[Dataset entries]
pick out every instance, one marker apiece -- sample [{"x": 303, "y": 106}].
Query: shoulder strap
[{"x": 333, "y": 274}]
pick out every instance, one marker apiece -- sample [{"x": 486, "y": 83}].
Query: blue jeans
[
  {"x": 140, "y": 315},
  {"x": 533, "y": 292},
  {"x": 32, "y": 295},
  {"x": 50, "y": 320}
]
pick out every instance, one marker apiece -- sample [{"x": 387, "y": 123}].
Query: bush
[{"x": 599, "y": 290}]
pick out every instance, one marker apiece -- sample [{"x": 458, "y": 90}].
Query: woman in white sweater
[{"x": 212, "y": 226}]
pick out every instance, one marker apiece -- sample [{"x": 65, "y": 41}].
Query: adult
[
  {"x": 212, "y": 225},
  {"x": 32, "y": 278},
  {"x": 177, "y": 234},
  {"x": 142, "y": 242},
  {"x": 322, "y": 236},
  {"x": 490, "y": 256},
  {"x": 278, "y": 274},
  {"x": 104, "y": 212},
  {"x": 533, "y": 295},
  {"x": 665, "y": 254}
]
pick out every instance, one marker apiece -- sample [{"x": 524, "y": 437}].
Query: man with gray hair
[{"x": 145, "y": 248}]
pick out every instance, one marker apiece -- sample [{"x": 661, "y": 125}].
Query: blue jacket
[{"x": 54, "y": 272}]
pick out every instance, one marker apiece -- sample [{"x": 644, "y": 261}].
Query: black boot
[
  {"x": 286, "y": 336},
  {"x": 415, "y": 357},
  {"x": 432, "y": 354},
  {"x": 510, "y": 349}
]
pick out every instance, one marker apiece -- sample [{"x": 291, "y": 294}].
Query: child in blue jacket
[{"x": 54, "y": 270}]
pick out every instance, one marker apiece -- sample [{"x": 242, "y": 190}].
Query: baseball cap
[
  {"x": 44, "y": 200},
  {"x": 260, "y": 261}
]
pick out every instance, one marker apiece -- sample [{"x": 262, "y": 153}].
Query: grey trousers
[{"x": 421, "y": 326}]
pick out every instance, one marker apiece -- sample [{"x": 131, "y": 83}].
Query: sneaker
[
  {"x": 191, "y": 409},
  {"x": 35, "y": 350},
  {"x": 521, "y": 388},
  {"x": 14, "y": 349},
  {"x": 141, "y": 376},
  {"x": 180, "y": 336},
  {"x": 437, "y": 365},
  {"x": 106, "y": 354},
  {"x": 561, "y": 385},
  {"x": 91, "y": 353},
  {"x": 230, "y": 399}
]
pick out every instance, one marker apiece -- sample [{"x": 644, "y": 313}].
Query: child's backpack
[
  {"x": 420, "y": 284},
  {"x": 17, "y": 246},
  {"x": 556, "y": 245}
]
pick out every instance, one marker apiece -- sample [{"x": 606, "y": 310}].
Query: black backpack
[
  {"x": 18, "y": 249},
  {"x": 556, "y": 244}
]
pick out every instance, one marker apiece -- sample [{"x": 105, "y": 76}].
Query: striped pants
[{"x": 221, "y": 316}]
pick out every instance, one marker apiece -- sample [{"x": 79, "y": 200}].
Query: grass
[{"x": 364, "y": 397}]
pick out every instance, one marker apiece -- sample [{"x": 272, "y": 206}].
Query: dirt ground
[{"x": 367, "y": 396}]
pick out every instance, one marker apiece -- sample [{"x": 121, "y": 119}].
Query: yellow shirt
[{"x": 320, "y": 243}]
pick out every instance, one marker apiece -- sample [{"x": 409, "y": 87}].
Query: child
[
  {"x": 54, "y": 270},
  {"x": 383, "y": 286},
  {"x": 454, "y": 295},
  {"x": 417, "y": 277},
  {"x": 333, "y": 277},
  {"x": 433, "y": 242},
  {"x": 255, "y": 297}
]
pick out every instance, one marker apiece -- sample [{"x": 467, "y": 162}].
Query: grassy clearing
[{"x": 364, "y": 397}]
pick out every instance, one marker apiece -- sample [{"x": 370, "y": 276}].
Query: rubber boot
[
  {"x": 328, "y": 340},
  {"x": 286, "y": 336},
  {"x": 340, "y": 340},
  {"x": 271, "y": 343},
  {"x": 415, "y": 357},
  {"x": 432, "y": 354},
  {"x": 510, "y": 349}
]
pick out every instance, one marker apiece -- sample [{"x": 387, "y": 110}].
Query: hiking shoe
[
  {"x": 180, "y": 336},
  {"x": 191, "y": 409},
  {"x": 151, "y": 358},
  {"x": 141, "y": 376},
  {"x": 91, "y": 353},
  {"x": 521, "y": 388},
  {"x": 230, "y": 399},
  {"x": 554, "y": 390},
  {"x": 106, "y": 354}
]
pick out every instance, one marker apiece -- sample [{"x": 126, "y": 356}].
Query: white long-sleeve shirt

Description of the task →
Go through the records and copy each one exactly.

Expected answer →
pick out every instance, one marker apiece -- sample [{"x": 303, "y": 106}].
Query: shoulder strap
[{"x": 333, "y": 274}]
pick out every instance, one marker apiece -- sample [{"x": 486, "y": 83}].
Query: blue jeans
[
  {"x": 140, "y": 315},
  {"x": 533, "y": 292},
  {"x": 32, "y": 295},
  {"x": 50, "y": 320}
]
pick out every instance, one marker apiece -- sample [{"x": 387, "y": 123}].
Query: bush
[{"x": 599, "y": 290}]
pick out every instance, one marker apiece -- sample [{"x": 458, "y": 90}].
Query: woman in white sweater
[{"x": 212, "y": 226}]
pick out every instance, one marker apiece -- sample [{"x": 65, "y": 41}].
Query: adult
[
  {"x": 212, "y": 225},
  {"x": 32, "y": 278},
  {"x": 177, "y": 234},
  {"x": 142, "y": 242},
  {"x": 322, "y": 236},
  {"x": 490, "y": 256},
  {"x": 278, "y": 274},
  {"x": 104, "y": 212},
  {"x": 533, "y": 295},
  {"x": 665, "y": 254}
]
pick out every instance, one marker apiece -- sample [{"x": 524, "y": 437}].
Query: man with gray hair
[{"x": 145, "y": 248}]
pick out every instance, one marker apiece -- sample [{"x": 661, "y": 125}].
Query: blue jacket
[{"x": 54, "y": 272}]
pick out every instance, one marker apiece -- sample [{"x": 644, "y": 261}].
Query: black boot
[
  {"x": 286, "y": 336},
  {"x": 415, "y": 357},
  {"x": 432, "y": 354},
  {"x": 510, "y": 349}
]
pick out every instance, one marker apiece -- sample [{"x": 291, "y": 294}].
Query: child in blue jacket
[{"x": 54, "y": 270}]
pick out every instance, one marker apiece -- sample [{"x": 242, "y": 190}].
Query: baseball cap
[
  {"x": 44, "y": 200},
  {"x": 260, "y": 261}
]
pick out every instance, one marker apiece -- sample [{"x": 262, "y": 153}].
Query: grey trousers
[{"x": 421, "y": 326}]
pick out every instance, one marker apiece -- sample [{"x": 131, "y": 83}].
Query: sneaker
[
  {"x": 191, "y": 409},
  {"x": 35, "y": 350},
  {"x": 521, "y": 388},
  {"x": 14, "y": 349},
  {"x": 141, "y": 376},
  {"x": 180, "y": 336},
  {"x": 437, "y": 365},
  {"x": 106, "y": 354},
  {"x": 561, "y": 385},
  {"x": 91, "y": 353},
  {"x": 230, "y": 399}
]
pick out every instance, one marker apiece -- sample [{"x": 644, "y": 313}].
Query: child's backpack
[
  {"x": 420, "y": 284},
  {"x": 17, "y": 246},
  {"x": 556, "y": 245}
]
pick out every instance, one marker apiece -- sample [{"x": 606, "y": 310}].
Query: black backpack
[
  {"x": 18, "y": 249},
  {"x": 556, "y": 244}
]
pick out every instance, one marker apiece -- sample [{"x": 105, "y": 76}].
Query: striped pants
[{"x": 221, "y": 316}]
pick out every instance, one marker apiece -- sample [{"x": 79, "y": 200}].
Query: grass
[{"x": 364, "y": 397}]
pick out every instance, one marker apiece -- sample [{"x": 272, "y": 206}].
Query: dirt ground
[{"x": 367, "y": 396}]
pick out every instance, one marker apiece -- sample [{"x": 121, "y": 119}].
Query: yellow shirt
[{"x": 320, "y": 243}]
pick out every instance, one marker apiece -- sample [{"x": 409, "y": 87}].
Query: child
[
  {"x": 54, "y": 270},
  {"x": 383, "y": 286},
  {"x": 454, "y": 295},
  {"x": 417, "y": 277},
  {"x": 333, "y": 277},
  {"x": 433, "y": 242},
  {"x": 255, "y": 297}
]
pick out every instance, one marker apiece -- sample [{"x": 467, "y": 162}].
Query: grassy clearing
[{"x": 364, "y": 397}]
pick out every instance, one marker apiece -- sample [{"x": 370, "y": 276}].
Query: rubber boot
[
  {"x": 328, "y": 340},
  {"x": 286, "y": 336},
  {"x": 340, "y": 340},
  {"x": 271, "y": 343},
  {"x": 415, "y": 357},
  {"x": 432, "y": 354},
  {"x": 510, "y": 349}
]
pick out every instance, one marker apiece -- sample [{"x": 387, "y": 110}].
Query: hiking shoe
[
  {"x": 180, "y": 336},
  {"x": 191, "y": 409},
  {"x": 151, "y": 358},
  {"x": 141, "y": 376},
  {"x": 91, "y": 353},
  {"x": 521, "y": 388},
  {"x": 230, "y": 399},
  {"x": 554, "y": 390},
  {"x": 106, "y": 354}
]
pick out every instance, one marker apiece -- sample [{"x": 126, "y": 356}].
Query: white long-sleeve shirt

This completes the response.